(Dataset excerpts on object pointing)
* * * * * * * * *

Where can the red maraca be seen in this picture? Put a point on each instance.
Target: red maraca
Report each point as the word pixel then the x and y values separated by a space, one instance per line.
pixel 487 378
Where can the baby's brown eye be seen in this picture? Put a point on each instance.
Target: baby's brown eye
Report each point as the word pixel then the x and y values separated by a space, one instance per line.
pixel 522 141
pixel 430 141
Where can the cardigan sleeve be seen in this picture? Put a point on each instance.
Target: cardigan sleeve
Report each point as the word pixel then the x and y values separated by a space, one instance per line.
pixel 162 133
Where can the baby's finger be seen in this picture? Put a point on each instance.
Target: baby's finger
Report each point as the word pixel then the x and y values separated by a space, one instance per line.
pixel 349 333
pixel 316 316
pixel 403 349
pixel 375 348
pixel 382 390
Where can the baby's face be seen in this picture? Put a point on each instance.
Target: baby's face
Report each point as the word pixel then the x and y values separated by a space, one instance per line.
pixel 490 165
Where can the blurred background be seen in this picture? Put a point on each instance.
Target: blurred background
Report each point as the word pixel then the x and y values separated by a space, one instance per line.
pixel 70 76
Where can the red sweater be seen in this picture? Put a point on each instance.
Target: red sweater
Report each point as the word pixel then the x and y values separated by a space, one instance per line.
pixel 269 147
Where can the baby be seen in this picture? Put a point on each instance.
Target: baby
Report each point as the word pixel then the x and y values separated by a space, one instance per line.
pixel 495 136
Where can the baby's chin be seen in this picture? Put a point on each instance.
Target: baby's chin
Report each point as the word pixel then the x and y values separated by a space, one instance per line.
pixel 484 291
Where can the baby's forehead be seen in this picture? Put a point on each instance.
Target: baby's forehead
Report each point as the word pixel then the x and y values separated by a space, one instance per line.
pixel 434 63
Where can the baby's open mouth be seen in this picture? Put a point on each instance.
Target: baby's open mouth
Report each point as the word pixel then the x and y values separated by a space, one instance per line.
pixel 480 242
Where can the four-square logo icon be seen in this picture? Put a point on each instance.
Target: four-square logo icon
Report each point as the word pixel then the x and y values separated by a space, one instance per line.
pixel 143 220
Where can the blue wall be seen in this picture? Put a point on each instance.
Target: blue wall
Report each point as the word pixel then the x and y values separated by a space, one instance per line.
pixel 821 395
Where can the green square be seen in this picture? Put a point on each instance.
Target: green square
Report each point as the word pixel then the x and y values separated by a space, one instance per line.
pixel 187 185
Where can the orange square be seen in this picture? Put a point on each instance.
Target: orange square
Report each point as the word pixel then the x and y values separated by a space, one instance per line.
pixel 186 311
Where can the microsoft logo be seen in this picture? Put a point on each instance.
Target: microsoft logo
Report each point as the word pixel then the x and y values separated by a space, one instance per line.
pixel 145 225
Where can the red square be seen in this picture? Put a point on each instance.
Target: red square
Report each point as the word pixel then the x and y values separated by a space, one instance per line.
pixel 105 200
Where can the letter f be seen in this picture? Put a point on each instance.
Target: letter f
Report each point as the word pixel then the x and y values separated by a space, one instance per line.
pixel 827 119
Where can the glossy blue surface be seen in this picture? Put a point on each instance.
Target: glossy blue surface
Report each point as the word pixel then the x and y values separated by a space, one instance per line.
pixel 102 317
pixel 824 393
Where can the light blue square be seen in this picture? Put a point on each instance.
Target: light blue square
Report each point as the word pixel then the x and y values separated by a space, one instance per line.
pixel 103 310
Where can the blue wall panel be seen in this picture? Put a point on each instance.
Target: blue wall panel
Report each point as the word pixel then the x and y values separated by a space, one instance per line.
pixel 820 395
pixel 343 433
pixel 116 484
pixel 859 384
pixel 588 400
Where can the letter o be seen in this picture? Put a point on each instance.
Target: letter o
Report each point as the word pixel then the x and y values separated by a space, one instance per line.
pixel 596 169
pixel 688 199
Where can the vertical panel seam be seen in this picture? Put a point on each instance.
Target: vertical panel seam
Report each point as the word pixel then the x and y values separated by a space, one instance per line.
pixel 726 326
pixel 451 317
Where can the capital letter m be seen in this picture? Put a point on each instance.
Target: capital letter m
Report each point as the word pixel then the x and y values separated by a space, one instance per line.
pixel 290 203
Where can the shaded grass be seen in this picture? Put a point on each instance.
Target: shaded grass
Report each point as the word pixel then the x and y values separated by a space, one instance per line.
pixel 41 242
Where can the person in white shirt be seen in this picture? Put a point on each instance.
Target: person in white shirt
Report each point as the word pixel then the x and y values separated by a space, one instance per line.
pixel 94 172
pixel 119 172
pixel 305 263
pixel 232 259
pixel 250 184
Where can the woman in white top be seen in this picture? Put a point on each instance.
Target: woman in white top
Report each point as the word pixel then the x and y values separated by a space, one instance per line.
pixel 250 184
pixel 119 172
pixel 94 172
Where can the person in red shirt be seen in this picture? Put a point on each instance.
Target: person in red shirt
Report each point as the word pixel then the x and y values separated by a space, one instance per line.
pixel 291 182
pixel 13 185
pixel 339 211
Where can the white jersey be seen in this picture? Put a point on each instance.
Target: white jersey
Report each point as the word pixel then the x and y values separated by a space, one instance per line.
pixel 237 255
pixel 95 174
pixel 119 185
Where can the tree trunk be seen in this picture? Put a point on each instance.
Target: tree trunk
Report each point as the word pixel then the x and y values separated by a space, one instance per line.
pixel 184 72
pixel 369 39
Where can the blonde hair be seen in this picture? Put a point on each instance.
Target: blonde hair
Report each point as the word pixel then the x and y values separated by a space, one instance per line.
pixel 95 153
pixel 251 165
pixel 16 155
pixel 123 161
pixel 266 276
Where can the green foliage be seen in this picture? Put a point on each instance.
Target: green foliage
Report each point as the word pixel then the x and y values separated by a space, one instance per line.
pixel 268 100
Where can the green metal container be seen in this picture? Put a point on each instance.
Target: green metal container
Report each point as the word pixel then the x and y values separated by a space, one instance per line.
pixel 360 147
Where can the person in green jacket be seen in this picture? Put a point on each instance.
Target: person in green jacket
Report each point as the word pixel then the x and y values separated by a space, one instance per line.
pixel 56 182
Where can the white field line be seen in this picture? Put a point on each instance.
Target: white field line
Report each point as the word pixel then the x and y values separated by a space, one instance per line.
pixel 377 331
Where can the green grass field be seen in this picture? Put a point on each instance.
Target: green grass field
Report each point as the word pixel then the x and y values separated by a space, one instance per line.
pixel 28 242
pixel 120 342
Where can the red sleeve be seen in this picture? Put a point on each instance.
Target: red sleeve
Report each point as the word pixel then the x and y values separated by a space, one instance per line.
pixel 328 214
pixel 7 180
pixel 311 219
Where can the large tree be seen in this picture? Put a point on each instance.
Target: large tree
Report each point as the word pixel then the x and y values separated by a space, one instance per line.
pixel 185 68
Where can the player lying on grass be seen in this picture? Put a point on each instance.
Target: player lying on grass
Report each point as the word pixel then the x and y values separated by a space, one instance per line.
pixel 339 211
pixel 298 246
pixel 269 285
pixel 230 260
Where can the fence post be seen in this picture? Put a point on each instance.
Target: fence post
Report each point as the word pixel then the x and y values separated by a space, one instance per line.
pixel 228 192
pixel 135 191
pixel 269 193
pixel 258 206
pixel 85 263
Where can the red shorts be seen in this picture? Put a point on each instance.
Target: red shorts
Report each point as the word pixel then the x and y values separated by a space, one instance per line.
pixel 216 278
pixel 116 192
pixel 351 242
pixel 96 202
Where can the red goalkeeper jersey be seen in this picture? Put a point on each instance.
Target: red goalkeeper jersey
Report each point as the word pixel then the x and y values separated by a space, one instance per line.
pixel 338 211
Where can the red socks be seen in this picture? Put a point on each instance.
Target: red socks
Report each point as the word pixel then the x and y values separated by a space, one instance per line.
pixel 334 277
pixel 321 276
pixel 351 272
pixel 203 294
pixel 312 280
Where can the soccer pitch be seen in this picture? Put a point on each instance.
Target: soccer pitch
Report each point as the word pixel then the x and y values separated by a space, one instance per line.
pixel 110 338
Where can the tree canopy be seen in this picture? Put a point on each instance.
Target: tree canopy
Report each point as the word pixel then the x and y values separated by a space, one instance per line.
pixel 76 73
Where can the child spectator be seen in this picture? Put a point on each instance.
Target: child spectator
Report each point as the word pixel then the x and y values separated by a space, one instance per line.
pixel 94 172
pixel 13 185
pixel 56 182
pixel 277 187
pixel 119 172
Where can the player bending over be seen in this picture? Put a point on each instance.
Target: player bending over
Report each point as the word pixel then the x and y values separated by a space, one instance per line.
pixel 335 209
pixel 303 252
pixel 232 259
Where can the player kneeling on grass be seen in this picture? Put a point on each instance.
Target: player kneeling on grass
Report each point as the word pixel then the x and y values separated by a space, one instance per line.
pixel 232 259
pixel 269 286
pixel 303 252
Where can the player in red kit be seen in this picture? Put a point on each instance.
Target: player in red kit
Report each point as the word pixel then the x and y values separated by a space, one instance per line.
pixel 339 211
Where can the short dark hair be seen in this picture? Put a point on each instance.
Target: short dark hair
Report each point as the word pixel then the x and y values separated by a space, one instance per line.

* * * * * * * * *

Render the part of the data that opens with the line containing "Where can the light" and closes with the line containing "pixel 688 199" as a Markdown table with the columns Row and Line. Give each line its own numbered row and leave out blank lines.

| Row | Line |
|---|---|
| 1 | Where can the light blue square be seen in this picture? Put a point on each instance. |
| 2 | Target: light blue square |
| 3 | Report each point as the word pixel then the x and y values separated by a space, one instance per line. |
| 4 | pixel 103 310 |
| 5 | Where can the blue wall panel be seen in this picture? Put a point on each instance. |
| 6 | Target: blue wall panel |
| 7 | Report each point as the word pixel then the x and y values separated by a space, one instance per line. |
| 8 | pixel 820 395 |
| 9 | pixel 343 433 |
| 10 | pixel 116 484 |
| 11 | pixel 859 384 |
| 12 | pixel 588 400 |
| 13 | Where can the letter o be seen in this picture? Put a point on each instance. |
| 14 | Target: letter o |
| 15 | Report each point as the word pixel then the x and y values separated by a space, one instance per line. |
| 16 | pixel 596 169 |
| 17 | pixel 688 199 |